EXERCISE DESCRIPTION:
Set down the material below in full, matching it exactly.

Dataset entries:
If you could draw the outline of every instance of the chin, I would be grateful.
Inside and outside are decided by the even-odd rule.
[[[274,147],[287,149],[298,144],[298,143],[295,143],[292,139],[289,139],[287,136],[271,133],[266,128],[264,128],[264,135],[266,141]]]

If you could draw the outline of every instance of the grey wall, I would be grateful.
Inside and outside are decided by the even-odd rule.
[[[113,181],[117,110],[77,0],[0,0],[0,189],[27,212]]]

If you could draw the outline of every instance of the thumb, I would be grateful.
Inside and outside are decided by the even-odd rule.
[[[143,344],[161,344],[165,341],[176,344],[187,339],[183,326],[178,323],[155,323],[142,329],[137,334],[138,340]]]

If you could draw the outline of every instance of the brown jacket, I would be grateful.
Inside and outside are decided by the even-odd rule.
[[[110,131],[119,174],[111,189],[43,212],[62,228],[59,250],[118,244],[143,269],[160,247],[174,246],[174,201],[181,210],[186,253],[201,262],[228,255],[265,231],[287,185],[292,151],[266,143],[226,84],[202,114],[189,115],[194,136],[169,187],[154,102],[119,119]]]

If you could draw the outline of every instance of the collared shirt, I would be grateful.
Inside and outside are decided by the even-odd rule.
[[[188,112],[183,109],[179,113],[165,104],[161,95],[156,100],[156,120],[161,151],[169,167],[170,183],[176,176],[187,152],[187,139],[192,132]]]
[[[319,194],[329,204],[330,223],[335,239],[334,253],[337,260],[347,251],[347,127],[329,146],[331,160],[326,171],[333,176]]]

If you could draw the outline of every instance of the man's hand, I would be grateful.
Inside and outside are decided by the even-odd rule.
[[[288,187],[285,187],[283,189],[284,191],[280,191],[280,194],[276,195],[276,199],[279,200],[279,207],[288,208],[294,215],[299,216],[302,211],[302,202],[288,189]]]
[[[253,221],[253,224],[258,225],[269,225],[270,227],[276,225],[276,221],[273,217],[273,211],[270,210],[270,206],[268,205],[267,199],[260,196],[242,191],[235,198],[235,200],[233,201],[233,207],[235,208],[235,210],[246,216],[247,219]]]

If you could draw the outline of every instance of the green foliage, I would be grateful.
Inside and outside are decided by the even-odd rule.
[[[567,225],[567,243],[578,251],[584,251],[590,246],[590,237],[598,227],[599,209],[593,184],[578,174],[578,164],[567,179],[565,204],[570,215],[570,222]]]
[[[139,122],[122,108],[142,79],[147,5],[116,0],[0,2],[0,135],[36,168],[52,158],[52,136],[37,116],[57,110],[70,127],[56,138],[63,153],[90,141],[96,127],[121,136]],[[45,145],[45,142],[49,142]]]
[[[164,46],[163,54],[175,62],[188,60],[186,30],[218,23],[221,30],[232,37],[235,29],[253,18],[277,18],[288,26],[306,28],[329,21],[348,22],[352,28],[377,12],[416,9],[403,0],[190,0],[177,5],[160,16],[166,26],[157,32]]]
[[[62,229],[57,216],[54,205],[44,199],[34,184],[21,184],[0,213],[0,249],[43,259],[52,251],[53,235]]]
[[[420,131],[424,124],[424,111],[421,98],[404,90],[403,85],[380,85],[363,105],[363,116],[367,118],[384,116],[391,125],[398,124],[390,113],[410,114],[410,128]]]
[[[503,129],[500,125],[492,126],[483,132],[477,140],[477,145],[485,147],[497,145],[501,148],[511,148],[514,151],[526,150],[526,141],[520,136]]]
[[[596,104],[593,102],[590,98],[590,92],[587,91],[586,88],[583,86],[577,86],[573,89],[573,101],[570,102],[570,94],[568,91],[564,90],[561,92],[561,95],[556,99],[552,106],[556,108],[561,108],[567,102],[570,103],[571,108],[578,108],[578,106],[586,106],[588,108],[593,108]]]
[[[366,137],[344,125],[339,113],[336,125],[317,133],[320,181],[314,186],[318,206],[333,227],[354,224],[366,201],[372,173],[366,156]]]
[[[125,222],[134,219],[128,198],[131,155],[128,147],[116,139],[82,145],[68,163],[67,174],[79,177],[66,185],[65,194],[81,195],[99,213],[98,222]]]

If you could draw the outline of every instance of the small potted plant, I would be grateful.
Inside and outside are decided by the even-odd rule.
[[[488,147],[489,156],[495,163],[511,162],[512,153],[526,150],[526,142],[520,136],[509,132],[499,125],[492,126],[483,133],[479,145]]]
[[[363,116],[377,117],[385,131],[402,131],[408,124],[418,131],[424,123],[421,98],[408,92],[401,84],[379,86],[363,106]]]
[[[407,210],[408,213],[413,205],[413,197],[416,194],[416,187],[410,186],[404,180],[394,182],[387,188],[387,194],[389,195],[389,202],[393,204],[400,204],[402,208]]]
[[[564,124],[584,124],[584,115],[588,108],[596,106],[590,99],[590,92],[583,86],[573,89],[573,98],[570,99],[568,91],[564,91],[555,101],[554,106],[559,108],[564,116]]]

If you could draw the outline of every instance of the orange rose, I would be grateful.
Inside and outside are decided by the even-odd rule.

OUTPUT FOR THIS TASK:
If you could draw the outline of every instance of the chin, I would be grateful.
Inside and outside are decided by the even-odd rule.
[[[274,147],[287,149],[298,144],[298,143],[295,143],[292,139],[289,139],[287,136],[271,133],[266,128],[264,128],[264,135],[266,141]]]

If you could draw the outline of every instance of the grey wall, I would be grateful.
Inside and outside are decided by the even-odd rule.
[[[113,181],[117,110],[77,0],[0,0],[0,189],[27,212]]]

If you could draw the outline of every instance of the thumb, I would be grateful.
Inside and outside are decided by the even-odd rule.
[[[143,344],[161,344],[165,341],[176,344],[187,339],[183,326],[178,323],[155,323],[142,329],[137,334],[138,340]]]

If you could draw the outline of every instance of the brown jacket, I would be grateful.
Inside and outside are decided by the even-odd rule.
[[[110,131],[119,174],[111,189],[43,212],[62,228],[59,250],[118,244],[143,269],[160,247],[174,246],[174,201],[181,210],[186,253],[201,262],[228,255],[265,231],[287,185],[292,151],[266,143],[226,84],[202,114],[189,115],[194,136],[169,187],[154,102],[119,119]]]

If you could draw the outline of every instance of the collared shirt, I would be grateful.
Inside and outside are decided by the even-odd rule.
[[[188,112],[183,109],[179,113],[165,104],[161,95],[156,100],[156,120],[161,151],[169,167],[170,183],[176,176],[187,152],[187,139],[192,132]]]
[[[319,194],[329,204],[330,223],[335,239],[334,253],[337,260],[347,251],[347,127],[329,146],[331,160],[326,171],[333,176]]]

If you could draw the outline of every instance of the man's hand, I would be grateful.
Inside and outside are decided by the even-odd rule.
[[[288,187],[285,187],[283,189],[284,191],[280,191],[280,194],[276,195],[276,199],[279,200],[279,207],[288,208],[294,215],[299,216],[302,211],[302,202],[288,189]]]
[[[253,221],[253,224],[258,225],[269,225],[270,227],[276,225],[276,221],[273,217],[273,211],[270,210],[270,206],[268,205],[267,199],[260,196],[242,191],[235,198],[235,200],[233,201],[233,207],[235,208],[235,210],[246,216],[247,219]]]

If you could draw the outline of every instance of the green foliage, I would be grateful.
Inside and outside are decided by the even-odd rule.
[[[567,225],[567,243],[578,251],[584,251],[590,246],[590,237],[598,227],[599,209],[593,184],[578,174],[578,164],[567,179],[565,204],[570,215],[570,222]]]
[[[139,122],[122,108],[142,79],[147,5],[116,0],[0,2],[0,135],[36,168],[52,158],[52,136],[37,116],[57,110],[70,127],[56,138],[63,153],[90,141],[96,127],[121,136]],[[45,145],[45,142],[49,142]]]
[[[164,46],[163,54],[175,62],[188,60],[186,30],[218,23],[221,30],[232,37],[235,29],[253,18],[277,18],[288,26],[306,28],[329,21],[348,22],[352,28],[377,12],[416,9],[403,0],[190,0],[177,5],[160,16],[166,26],[157,32]]]
[[[62,229],[57,216],[54,205],[44,199],[34,184],[21,184],[0,213],[0,249],[43,259],[52,251],[53,235]]]
[[[420,131],[424,124],[424,111],[421,98],[404,90],[403,85],[380,85],[363,105],[363,116],[367,118],[384,116],[391,125],[398,124],[390,113],[410,114],[410,128]]]
[[[503,129],[500,125],[492,126],[483,132],[477,140],[477,145],[485,147],[497,145],[501,148],[511,148],[514,151],[526,150],[526,141],[520,136]]]
[[[596,104],[593,102],[590,98],[590,92],[587,91],[586,88],[583,86],[577,86],[573,89],[573,101],[570,102],[570,94],[568,91],[564,90],[561,92],[561,95],[556,99],[552,106],[556,108],[561,108],[567,102],[570,103],[571,108],[578,108],[578,106],[586,106],[588,108],[593,108]]]
[[[366,137],[344,125],[339,113],[336,125],[317,133],[320,181],[314,186],[318,206],[333,227],[354,224],[366,201],[372,173],[366,156]]]
[[[125,222],[134,219],[128,198],[131,155],[128,147],[116,139],[82,145],[68,163],[67,174],[79,177],[66,185],[65,194],[81,195],[99,213],[98,222]]]

If you could draw the outline of every instance of the small potted plant, I would be grateful.
Inside and outside are decided by the even-odd rule.
[[[488,147],[489,156],[495,163],[511,162],[512,153],[526,150],[526,142],[520,136],[509,132],[499,125],[492,126],[483,133],[479,145]]]
[[[363,116],[377,117],[385,131],[402,131],[408,124],[418,131],[424,123],[421,98],[408,92],[401,84],[379,86],[363,106]]]
[[[407,210],[408,213],[413,205],[413,197],[416,194],[416,187],[410,186],[404,180],[394,182],[387,188],[387,194],[389,195],[389,202],[393,204],[400,204],[402,208]]]
[[[564,124],[584,124],[584,115],[588,108],[596,106],[590,99],[590,92],[583,86],[573,89],[573,98],[570,99],[568,91],[564,91],[555,101],[554,106],[559,108],[564,116]]]

If you could draw the outline of every instance of the orange rose, I would be grateful.
Inside and outside are decided by the even-odd rule.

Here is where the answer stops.